Il nord dello Stato non ha mai chiuso. Dopo il DPCM che chiudeva tutte le attività non essenziali sappiamo bene come è andata: Il presidente di Confindustria Boccia ha corretto il decreto raddoppiando i codici delle “attività essenziali” e soprattutto ha inserito nel decreto il dispositivo delle deroghe in autocertificazione, senza alcun controllo da parte dei prefetti. Ovviamente la maggior parte delle riaperture è avvenuta al nord, perché lì si concentra la produzione industriale. Gli effetti sono stati drammatici: solo per fare un esempio i contagi da Covid-19 sul lavoro in Lombardia sono il 35,1%, in Sardegna l’1,3%.

In questo contesto che senso ha aspettare fino all’11 maggio per aprire un parrucchiere a Bessude o una bottega a Bottida? Davvero non lo si capisce!

Ci sono anche aspetti ridicoli nell’ordinanza, tipo la pesca sportiva se viene interdetto l’accesso alle spiagge, ivi compresa la battigia. Ridicola e inquietante è anche il via libera alla messa, quando per i cittadini sardi permane il divieto di manifestazione del proprio pensiero politico o il proprio dissenso. Sarebbe stato doveroso e giusto o vietare o permettere entrambe le manifestazioni.

Fin dall’8 marzo abbiamo sostenuto che la decisione deliberata del Governo di impedire alla Regione Autonoma di non chiudere i collegamenti con l’Italia avrebbe creato un grave danno. Al netto della mala gestione della pandemia da parte della Giunta, noi crediamo che tale danno arrecato da parte dello Stato debba essere ripagato. E in tal senso riteniamo che la Regione debba aprire una vertenza con lo Stato. Denunciamo inoltre il meccanismo di trasferimento dei fondi ai comuni che avviene per tramite del federalismo fiscale che sostanzialmente assegna più risorse a chi ha già servizi e meno a chi ne ha meno, una sorta di Stato Robin Hood insomma, come denuncia da anni lo Svimez (l’associazione per lo sviluppo dell'industria nel mezzogiorno).

Riteniamo che Solinas debba assumersi le sue responsabilità, non basta delegare ai comune. Deve dire chiaramente cosa si può fare e cosa no e in quali condizioni e istituire un filo diretto con i sindaci e le amministrazioni locali nel caso in cui la curva dei contagi dovesse aumentare per programmare una chiusura tempestiva.

Riteniamo anche che debbano essere date precise disposizioni alle forze di polizia perché cessi immediatamente il clima di caccia alle streghe, di persecuzione, di intimidazione e persino di violenza a cui abbiamo assistito fino ad oggi. Aggiungiamo anche che la cosiddetta autocertificazione ha raggiunto livelli di ambiguità e inutilità veramente imbarazzanti e che sarebbe l’ora di archiviarla.

» **Cosa si richiede**:
Per favore, ricopia alla lettera il tratto del brano che va da "Il nord dello" fino a "in Sardegna l’1,3%.". Il materiale che segue non ha legami con il brano.

» **Materiale fornito**:
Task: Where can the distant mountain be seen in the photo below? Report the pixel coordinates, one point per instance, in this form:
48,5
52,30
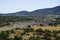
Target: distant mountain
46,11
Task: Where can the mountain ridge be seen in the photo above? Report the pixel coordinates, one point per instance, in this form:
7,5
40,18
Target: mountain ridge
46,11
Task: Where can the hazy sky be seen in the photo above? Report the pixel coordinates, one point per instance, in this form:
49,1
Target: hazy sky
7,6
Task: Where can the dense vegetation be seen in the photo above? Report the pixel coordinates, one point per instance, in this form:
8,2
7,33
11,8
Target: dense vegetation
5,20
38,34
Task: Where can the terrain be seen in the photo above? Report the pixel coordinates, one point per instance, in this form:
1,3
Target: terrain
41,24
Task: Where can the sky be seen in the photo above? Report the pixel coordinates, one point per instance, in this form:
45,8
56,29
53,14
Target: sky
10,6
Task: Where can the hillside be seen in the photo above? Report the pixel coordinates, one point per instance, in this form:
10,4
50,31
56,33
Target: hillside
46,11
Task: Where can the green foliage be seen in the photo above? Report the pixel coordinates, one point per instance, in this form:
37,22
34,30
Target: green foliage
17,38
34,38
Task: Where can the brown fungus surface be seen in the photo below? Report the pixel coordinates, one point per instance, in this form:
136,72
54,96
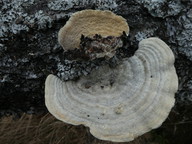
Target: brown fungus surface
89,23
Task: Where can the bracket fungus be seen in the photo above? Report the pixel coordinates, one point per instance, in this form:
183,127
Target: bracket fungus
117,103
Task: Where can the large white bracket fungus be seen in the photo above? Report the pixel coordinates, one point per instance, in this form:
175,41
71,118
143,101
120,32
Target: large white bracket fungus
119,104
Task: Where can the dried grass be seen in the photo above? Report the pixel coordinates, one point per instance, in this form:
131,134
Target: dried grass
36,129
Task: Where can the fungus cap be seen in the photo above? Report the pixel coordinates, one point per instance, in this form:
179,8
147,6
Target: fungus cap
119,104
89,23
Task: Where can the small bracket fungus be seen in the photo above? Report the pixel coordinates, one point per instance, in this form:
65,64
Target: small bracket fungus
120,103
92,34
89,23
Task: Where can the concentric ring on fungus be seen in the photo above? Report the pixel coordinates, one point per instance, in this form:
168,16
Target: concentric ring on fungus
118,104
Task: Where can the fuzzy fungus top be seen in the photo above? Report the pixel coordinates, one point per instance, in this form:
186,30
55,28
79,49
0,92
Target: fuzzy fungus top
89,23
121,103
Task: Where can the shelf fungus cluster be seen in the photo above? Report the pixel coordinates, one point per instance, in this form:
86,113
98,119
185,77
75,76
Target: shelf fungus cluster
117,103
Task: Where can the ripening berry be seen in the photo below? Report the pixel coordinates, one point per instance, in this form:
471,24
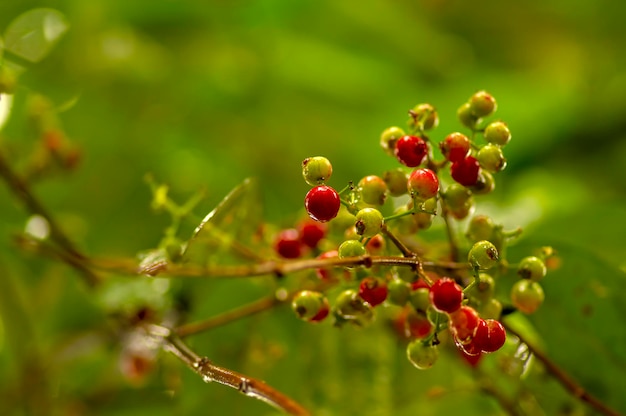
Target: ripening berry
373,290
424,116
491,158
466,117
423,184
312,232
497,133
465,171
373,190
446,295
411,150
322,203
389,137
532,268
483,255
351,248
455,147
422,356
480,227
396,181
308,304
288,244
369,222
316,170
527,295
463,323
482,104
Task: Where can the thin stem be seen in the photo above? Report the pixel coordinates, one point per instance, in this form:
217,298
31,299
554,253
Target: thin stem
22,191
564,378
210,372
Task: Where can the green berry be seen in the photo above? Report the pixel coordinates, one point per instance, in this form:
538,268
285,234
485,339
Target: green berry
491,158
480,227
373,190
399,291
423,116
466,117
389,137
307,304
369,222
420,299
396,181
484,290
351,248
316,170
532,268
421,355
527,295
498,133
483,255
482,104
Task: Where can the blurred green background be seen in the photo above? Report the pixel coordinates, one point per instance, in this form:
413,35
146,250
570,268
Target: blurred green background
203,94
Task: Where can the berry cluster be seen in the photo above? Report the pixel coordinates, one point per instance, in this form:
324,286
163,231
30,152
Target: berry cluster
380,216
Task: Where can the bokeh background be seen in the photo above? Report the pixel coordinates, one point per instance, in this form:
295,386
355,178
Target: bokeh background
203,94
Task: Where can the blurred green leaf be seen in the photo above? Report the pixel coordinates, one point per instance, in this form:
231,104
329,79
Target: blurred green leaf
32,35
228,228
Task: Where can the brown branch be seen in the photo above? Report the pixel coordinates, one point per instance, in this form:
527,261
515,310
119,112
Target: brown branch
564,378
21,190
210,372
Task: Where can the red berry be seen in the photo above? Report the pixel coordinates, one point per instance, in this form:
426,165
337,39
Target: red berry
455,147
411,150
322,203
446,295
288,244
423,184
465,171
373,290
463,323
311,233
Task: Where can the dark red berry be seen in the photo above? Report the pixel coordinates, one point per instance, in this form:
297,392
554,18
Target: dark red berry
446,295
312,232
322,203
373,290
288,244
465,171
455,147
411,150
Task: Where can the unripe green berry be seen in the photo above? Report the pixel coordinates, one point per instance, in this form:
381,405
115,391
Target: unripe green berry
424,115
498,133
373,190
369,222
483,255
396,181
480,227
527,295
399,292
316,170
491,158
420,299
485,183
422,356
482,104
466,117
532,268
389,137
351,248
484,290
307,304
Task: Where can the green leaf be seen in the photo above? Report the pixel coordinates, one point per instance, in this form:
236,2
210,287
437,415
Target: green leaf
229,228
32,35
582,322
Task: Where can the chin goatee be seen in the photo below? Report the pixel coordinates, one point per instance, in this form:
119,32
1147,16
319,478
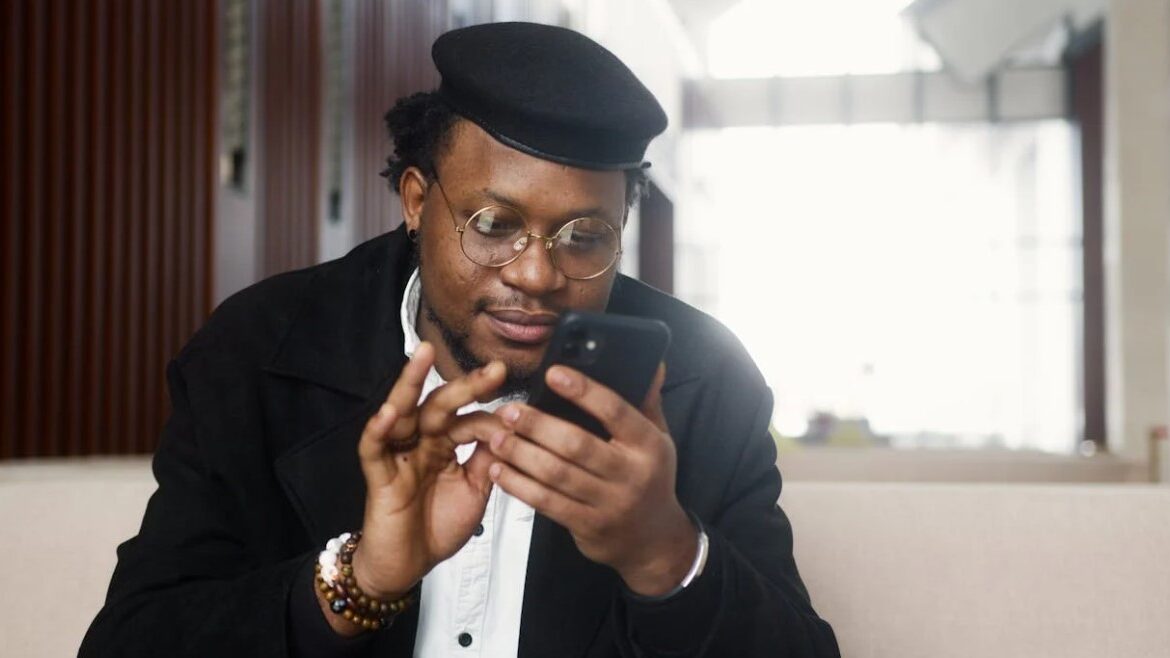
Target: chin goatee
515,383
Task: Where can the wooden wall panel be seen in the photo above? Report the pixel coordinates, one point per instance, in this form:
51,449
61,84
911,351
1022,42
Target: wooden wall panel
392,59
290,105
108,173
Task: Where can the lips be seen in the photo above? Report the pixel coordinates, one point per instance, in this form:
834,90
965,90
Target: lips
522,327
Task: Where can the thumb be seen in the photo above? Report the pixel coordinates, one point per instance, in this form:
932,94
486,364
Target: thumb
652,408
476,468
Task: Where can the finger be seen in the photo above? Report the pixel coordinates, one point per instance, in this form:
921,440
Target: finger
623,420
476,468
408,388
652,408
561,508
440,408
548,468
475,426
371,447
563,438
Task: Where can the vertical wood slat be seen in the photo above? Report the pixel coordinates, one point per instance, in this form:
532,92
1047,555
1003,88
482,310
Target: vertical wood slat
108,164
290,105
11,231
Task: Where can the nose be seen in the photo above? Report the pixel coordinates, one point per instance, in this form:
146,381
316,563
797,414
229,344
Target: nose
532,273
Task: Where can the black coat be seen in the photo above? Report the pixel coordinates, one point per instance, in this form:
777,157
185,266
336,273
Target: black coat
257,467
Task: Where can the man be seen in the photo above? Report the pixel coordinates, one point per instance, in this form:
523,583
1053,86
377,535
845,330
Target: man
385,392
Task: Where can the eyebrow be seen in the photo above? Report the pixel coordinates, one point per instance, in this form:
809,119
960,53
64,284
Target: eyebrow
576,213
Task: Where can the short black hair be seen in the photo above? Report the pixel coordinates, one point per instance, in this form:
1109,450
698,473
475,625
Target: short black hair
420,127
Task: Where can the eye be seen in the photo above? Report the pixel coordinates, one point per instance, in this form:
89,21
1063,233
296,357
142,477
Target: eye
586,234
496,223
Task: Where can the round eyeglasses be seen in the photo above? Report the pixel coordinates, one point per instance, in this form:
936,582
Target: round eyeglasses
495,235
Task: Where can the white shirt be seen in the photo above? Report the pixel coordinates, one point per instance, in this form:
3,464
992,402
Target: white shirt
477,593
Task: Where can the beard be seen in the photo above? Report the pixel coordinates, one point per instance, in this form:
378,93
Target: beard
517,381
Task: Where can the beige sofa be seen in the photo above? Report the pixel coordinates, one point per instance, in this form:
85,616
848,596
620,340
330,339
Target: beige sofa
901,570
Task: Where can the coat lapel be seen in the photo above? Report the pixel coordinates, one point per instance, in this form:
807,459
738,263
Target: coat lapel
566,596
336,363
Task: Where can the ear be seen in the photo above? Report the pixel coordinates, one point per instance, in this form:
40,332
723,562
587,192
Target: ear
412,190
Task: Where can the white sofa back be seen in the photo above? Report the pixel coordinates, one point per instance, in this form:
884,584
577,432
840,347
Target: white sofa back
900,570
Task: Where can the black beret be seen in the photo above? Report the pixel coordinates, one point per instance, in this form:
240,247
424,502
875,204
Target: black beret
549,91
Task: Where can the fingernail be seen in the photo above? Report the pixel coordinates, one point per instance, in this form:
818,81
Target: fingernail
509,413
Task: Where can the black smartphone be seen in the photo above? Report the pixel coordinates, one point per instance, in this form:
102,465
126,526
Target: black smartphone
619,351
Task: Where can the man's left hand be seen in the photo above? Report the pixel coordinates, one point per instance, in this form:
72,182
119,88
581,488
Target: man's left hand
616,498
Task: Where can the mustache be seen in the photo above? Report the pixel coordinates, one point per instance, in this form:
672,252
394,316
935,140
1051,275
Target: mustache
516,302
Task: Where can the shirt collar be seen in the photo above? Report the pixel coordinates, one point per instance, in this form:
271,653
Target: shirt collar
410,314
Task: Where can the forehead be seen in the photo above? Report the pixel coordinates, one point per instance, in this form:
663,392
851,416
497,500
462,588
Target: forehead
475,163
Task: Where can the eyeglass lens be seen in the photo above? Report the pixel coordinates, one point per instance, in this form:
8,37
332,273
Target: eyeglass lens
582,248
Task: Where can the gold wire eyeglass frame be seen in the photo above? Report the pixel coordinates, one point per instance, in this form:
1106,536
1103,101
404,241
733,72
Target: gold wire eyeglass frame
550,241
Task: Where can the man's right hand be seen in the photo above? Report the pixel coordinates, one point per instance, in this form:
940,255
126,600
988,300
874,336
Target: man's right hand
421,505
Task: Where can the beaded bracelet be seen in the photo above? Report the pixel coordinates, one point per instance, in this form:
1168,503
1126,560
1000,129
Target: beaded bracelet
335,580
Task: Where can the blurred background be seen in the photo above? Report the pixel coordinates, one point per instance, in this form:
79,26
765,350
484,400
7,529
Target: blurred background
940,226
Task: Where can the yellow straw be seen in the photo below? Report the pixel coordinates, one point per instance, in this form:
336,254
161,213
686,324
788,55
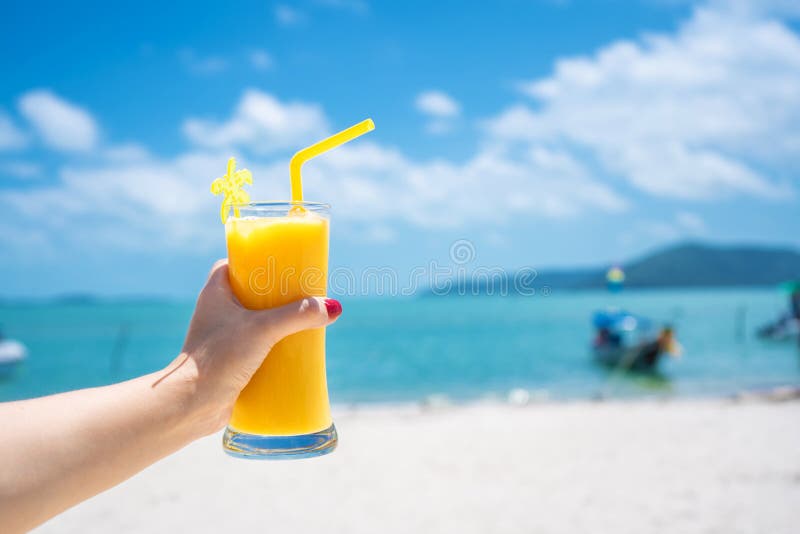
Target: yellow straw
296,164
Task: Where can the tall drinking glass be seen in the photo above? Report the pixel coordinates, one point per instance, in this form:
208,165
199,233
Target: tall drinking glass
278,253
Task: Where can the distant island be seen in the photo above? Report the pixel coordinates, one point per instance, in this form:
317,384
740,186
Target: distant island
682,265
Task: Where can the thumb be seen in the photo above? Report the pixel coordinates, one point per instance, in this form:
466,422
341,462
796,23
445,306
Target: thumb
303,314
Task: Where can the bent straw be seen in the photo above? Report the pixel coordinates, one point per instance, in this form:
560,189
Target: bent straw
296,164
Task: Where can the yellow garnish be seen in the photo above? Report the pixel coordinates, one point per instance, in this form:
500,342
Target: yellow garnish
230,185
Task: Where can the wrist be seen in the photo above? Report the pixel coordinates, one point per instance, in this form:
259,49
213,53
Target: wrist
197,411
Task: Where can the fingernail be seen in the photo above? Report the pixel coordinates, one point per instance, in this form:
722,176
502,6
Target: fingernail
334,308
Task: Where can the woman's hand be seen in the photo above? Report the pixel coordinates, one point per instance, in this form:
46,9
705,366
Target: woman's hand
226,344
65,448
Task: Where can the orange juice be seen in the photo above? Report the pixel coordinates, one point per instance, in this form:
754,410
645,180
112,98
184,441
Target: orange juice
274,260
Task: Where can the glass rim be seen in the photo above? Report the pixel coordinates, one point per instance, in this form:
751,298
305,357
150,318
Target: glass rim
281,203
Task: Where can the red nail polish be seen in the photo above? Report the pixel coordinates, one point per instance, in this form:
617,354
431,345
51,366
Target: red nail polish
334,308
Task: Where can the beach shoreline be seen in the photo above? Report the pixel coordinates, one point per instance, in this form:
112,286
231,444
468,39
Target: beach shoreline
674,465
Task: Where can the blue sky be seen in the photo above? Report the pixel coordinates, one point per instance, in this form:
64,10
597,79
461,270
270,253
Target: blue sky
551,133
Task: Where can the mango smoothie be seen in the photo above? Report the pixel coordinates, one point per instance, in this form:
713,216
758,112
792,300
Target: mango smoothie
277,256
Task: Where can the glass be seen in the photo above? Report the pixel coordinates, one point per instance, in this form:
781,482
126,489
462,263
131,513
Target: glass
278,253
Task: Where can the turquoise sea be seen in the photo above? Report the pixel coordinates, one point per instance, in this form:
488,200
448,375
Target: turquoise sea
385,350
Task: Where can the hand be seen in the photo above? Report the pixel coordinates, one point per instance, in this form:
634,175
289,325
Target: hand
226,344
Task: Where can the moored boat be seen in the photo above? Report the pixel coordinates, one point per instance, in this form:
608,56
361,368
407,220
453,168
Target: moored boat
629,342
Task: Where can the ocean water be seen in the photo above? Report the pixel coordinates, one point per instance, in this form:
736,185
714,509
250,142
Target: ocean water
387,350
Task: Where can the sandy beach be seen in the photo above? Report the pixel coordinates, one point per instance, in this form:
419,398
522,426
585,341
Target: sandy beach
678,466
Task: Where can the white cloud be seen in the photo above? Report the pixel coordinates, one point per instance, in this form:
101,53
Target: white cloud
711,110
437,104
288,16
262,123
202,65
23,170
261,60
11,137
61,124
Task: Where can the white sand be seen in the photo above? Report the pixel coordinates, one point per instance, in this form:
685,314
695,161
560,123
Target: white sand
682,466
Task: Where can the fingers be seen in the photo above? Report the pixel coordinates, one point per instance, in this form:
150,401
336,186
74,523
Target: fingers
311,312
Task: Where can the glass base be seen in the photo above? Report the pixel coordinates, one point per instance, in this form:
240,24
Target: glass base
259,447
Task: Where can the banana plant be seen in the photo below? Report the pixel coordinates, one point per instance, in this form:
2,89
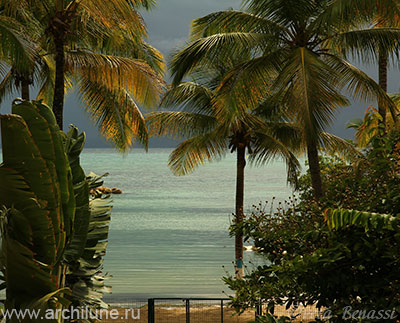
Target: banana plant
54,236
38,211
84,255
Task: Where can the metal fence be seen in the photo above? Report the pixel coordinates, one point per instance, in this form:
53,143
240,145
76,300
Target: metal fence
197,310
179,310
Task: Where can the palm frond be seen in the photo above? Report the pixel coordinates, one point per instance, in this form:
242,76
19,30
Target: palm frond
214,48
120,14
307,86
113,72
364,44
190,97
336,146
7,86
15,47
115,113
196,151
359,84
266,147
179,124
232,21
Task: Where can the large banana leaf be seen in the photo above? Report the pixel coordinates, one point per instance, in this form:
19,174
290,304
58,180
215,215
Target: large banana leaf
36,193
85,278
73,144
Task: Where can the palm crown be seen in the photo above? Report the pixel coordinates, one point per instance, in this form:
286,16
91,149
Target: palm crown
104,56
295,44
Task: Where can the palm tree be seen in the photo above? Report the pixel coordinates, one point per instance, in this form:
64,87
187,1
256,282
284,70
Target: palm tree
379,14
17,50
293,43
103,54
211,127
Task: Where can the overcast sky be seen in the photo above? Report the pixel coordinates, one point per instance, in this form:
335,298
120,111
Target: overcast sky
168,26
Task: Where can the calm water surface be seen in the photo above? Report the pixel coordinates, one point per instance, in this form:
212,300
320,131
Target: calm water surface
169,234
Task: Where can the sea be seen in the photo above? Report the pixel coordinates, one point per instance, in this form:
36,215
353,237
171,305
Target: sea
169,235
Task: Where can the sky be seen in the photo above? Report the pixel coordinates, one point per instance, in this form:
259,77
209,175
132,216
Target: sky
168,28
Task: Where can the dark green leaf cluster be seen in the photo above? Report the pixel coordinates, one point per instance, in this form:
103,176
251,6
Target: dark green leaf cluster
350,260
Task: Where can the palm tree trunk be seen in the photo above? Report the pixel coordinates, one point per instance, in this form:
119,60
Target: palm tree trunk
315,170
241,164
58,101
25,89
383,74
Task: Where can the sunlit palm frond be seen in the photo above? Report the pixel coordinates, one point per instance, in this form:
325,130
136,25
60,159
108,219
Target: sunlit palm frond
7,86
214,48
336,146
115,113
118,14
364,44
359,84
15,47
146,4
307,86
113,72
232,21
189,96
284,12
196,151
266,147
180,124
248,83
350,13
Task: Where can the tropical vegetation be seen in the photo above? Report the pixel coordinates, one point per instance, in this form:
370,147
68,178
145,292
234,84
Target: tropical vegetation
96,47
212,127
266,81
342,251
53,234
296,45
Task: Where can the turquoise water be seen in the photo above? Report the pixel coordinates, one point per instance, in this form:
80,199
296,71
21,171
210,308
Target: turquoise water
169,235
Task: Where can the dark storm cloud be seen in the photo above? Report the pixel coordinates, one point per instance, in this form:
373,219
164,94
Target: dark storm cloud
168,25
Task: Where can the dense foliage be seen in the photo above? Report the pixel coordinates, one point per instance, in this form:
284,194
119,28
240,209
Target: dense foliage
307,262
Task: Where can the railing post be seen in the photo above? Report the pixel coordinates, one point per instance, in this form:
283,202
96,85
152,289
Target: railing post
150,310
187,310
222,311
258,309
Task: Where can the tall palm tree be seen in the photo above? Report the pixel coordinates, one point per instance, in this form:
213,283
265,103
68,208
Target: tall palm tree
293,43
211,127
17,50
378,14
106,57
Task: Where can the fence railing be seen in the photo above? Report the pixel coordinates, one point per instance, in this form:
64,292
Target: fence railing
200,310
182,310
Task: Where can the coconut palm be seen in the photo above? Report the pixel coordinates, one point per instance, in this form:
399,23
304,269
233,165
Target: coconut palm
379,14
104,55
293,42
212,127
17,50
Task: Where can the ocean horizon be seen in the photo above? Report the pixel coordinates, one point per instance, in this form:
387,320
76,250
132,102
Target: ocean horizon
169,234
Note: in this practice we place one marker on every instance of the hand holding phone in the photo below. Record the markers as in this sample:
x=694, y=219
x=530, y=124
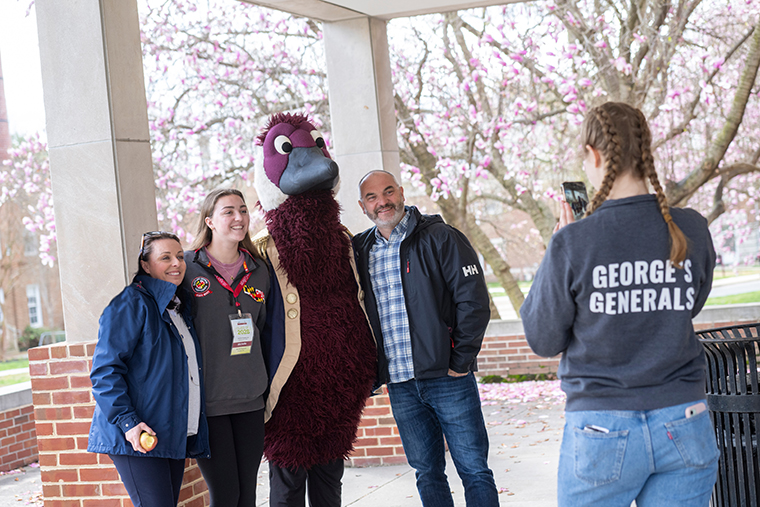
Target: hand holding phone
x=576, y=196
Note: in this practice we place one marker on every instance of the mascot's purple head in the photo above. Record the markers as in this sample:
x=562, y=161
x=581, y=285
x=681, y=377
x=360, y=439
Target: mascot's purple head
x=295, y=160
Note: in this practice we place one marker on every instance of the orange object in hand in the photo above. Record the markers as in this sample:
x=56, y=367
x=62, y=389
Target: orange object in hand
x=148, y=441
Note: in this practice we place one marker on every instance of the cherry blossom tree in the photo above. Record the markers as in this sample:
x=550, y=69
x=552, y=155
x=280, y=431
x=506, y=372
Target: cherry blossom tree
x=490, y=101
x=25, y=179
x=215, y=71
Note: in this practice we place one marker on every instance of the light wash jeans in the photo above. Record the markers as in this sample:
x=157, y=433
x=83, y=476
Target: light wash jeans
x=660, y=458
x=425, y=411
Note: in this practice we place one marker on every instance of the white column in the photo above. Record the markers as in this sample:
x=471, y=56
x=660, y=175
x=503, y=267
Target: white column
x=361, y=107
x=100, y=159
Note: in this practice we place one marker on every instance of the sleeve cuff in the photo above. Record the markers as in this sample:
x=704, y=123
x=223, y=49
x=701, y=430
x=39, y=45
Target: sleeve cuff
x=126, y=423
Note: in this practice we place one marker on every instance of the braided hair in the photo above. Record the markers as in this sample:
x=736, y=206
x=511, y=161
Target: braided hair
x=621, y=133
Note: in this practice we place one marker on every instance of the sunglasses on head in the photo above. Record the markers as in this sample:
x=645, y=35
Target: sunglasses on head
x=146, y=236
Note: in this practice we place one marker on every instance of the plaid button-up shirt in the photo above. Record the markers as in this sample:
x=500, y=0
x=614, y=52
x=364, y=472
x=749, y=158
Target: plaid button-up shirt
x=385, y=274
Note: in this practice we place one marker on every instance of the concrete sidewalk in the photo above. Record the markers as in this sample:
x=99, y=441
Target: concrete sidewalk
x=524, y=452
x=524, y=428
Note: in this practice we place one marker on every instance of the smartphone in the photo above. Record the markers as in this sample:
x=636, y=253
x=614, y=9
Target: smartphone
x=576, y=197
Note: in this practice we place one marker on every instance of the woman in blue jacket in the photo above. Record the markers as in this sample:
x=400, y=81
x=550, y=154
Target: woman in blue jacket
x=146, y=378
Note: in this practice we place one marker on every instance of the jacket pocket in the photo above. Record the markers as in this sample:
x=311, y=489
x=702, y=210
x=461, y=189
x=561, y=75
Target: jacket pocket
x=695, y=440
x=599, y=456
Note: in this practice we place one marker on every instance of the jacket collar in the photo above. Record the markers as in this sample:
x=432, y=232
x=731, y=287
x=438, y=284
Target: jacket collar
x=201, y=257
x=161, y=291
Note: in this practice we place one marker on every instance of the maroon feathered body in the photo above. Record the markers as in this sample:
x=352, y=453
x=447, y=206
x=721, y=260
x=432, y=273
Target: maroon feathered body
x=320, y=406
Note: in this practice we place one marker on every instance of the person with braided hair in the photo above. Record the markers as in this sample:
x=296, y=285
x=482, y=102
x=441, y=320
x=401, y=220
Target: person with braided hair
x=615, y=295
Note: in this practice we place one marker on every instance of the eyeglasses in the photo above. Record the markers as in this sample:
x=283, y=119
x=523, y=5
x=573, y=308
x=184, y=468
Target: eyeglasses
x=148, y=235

» **Risposta all'esercizio**:
Il nord dello Stato non ha mai chiuso. Dopo il DPCM che chiudeva tutte le attività non essenziali sappiamo bene come è andata: Il presidente di Confindustria Boccia ha corretto il decreto raddoppiando i codici delle “attività essenziali” e soprattutto ha inserito nel decreto il dispositivo delle deroghe in autocertificazione, senza alcun controllo da parte dei prefetti. Ovviamente la maggior parte delle riaperture è avvenuta al nord, perché lì si concentra la produzione industriale. Gli effetti sono stati drammatici: solo per fare un esempio i contagi da Covid-19 sul lavoro in Lombardia sono il 35,1%, in Sardegna l’1,3%.